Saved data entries
* * *

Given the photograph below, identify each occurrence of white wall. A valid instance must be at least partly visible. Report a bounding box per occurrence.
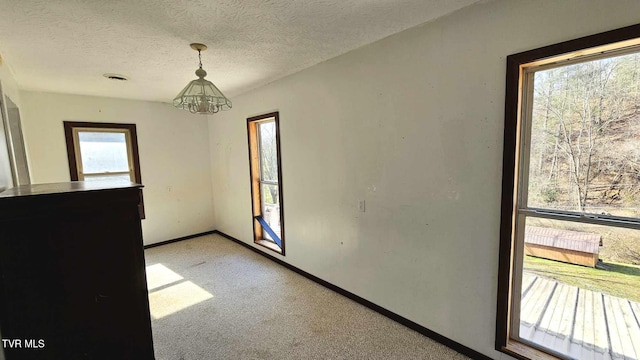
[21,91,215,244]
[0,59,20,191]
[209,0,640,359]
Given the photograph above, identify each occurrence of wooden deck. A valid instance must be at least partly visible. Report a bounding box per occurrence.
[520,271,640,360]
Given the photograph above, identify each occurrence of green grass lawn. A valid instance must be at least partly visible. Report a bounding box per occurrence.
[524,256,640,303]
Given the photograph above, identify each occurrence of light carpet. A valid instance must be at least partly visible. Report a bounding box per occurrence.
[145,235,467,360]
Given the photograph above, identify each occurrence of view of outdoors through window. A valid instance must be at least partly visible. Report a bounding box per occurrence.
[258,121,281,240]
[519,54,640,359]
[78,131,134,181]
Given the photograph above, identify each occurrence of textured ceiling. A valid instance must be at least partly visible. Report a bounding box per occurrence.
[0,0,478,102]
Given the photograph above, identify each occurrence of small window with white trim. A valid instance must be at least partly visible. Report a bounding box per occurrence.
[64,121,144,217]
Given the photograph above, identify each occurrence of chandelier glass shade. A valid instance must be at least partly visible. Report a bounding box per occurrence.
[173,44,231,114]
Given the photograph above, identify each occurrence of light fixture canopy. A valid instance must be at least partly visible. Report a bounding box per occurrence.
[173,43,231,114]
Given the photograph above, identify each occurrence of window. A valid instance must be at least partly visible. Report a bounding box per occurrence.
[64,121,144,218]
[247,112,284,255]
[496,25,640,359]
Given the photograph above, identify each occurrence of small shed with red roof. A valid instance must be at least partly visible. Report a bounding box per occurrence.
[524,226,602,267]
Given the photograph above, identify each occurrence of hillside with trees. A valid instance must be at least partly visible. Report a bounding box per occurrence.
[528,54,640,264]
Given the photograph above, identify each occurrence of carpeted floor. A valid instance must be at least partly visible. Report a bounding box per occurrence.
[145,235,466,360]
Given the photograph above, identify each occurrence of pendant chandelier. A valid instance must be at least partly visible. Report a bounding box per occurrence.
[173,43,231,114]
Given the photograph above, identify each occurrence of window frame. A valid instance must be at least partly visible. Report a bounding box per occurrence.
[495,24,640,359]
[63,121,145,219]
[247,111,285,256]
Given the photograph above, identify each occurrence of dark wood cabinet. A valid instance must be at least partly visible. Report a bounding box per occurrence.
[0,182,154,360]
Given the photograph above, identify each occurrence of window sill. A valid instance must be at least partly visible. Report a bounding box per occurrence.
[501,340,562,360]
[254,240,282,255]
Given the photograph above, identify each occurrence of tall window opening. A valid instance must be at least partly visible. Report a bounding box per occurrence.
[247,112,284,255]
[496,26,640,359]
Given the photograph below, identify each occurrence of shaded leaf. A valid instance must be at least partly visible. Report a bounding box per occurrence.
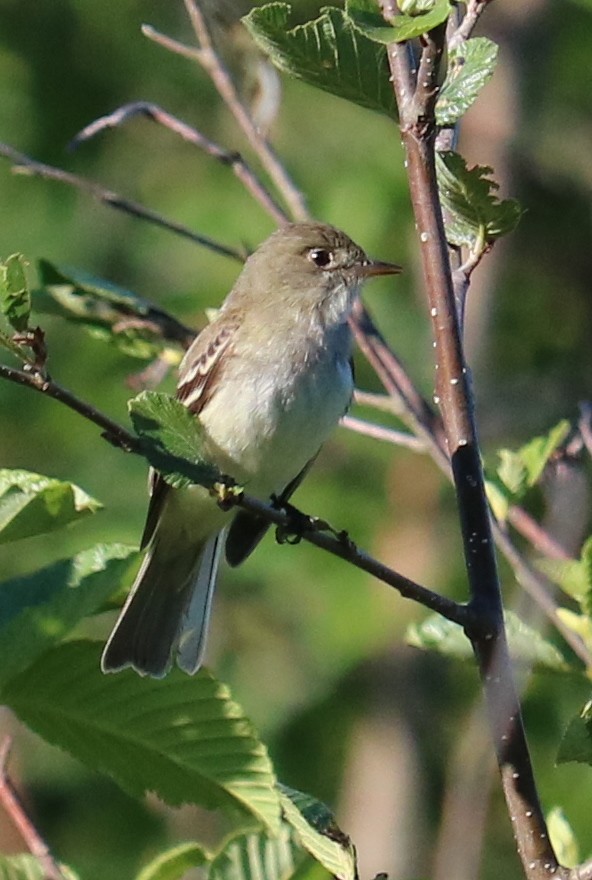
[0,468,103,544]
[207,824,308,880]
[136,843,210,880]
[436,150,522,252]
[557,702,592,764]
[547,807,580,868]
[345,0,452,45]
[2,641,280,833]
[406,611,582,675]
[0,544,138,688]
[436,37,498,125]
[0,254,31,333]
[242,3,396,119]
[278,785,357,880]
[34,260,195,361]
[128,391,221,489]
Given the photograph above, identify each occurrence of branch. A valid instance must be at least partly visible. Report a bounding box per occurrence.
[0,736,65,880]
[388,13,564,880]
[0,365,468,626]
[0,143,246,263]
[70,101,288,224]
[142,0,309,220]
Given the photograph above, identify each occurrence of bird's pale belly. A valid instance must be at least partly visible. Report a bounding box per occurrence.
[200,359,353,497]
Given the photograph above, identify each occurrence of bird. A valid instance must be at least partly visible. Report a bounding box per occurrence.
[101,222,401,678]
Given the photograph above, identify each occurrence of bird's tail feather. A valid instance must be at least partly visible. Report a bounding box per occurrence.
[101,534,223,678]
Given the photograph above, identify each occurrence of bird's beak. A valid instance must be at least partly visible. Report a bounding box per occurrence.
[359,260,403,278]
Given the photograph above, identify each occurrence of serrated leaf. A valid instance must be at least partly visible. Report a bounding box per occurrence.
[436,37,498,125]
[557,702,592,764]
[242,3,396,119]
[2,641,280,833]
[547,807,580,868]
[0,853,78,880]
[136,843,211,880]
[0,544,138,688]
[34,260,194,360]
[436,150,522,252]
[278,785,358,880]
[207,824,308,880]
[406,611,582,675]
[128,391,221,489]
[0,468,103,544]
[345,0,452,45]
[0,254,31,333]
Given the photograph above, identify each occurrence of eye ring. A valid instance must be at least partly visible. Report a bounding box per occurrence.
[308,248,333,269]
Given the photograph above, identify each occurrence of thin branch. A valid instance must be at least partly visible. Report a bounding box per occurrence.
[0,365,467,626]
[388,10,565,880]
[0,736,65,880]
[0,143,246,263]
[143,0,309,220]
[70,101,289,225]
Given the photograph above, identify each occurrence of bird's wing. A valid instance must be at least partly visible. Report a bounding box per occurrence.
[140,321,238,549]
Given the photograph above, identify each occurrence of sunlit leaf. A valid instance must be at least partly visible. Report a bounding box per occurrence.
[547,807,580,868]
[0,544,137,687]
[436,150,522,252]
[280,785,357,880]
[128,391,220,488]
[406,611,582,674]
[2,642,280,832]
[345,0,452,45]
[0,468,103,544]
[436,37,498,125]
[557,702,592,764]
[243,3,396,118]
[33,260,194,360]
[136,843,210,880]
[0,254,31,332]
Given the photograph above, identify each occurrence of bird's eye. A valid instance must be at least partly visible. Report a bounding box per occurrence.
[308,248,333,269]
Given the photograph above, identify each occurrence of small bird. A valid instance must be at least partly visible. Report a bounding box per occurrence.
[101,223,401,678]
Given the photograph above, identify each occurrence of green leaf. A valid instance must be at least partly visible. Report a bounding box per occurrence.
[436,37,498,125]
[406,611,582,675]
[0,254,31,333]
[345,0,452,45]
[278,785,358,880]
[557,701,592,764]
[536,536,592,600]
[243,3,396,119]
[136,843,210,880]
[207,824,307,880]
[547,807,580,868]
[2,642,280,833]
[0,544,138,688]
[0,468,103,544]
[34,260,194,361]
[436,150,522,253]
[128,391,221,489]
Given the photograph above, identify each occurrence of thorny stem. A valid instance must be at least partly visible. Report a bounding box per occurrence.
[0,736,65,880]
[0,364,467,626]
[388,12,564,880]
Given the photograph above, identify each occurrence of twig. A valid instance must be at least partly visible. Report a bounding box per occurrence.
[0,736,65,880]
[70,101,289,224]
[0,143,246,263]
[143,0,309,220]
[0,365,467,626]
[388,12,565,880]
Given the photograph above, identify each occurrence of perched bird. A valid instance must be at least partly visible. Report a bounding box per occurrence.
[101,223,400,678]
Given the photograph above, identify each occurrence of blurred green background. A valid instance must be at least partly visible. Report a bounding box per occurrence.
[0,0,592,880]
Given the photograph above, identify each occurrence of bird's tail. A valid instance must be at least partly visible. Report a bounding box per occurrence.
[101,532,223,678]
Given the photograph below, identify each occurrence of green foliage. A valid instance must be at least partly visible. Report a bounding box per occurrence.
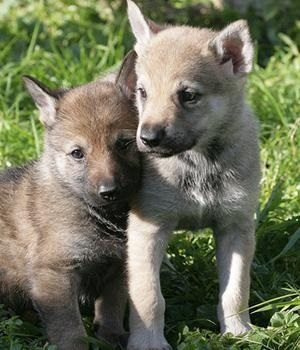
[0,0,300,350]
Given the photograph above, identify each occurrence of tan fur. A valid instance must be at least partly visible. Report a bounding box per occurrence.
[0,52,140,350]
[128,0,260,350]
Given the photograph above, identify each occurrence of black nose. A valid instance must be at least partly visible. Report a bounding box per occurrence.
[140,127,165,147]
[98,181,117,201]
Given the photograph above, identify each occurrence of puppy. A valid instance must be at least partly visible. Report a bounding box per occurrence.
[124,0,260,350]
[0,54,140,350]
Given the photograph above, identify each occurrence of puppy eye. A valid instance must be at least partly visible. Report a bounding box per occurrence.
[138,87,147,100]
[116,138,135,152]
[71,148,84,159]
[178,89,202,105]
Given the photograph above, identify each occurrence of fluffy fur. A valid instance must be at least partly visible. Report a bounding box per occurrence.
[124,0,260,350]
[0,50,140,350]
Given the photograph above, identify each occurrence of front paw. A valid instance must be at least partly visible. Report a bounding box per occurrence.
[126,338,173,350]
[127,344,173,350]
[221,317,251,336]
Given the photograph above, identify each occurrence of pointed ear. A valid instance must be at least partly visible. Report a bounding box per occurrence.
[22,75,61,127]
[127,0,157,54]
[209,20,254,76]
[116,50,137,100]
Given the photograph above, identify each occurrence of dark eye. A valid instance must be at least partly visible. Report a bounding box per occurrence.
[138,87,147,100]
[178,89,201,104]
[71,148,84,159]
[116,138,135,152]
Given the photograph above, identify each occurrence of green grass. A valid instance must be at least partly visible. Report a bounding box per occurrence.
[0,0,300,350]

* * *

» REQUIREMENT
Render the part of the rows that opens at the start and closes with the line containing "[520,271,640,360]" as a two-column CSV with the headers prompt_text and bounding_boxes. Put each text and its answer on one line, each in a single quoted field with line breaks replaced by spaces, and leave out the picture.

» RESPONSE TO THE EXERCISE
prompt_text,bounding_boxes
"Given the photograph below, identify each occurrence of white wall. A valid instance must be at least partly visible. Report a bounding box per occurrence.","[21,91,215,244] [0,59,20,191] [209,0,640,359]"
"Given the photograph above, identify each occurrence of wooden deck. A valid instance must be at least partly visible. Report a bounding box per occurrence.","[520,271,640,360]"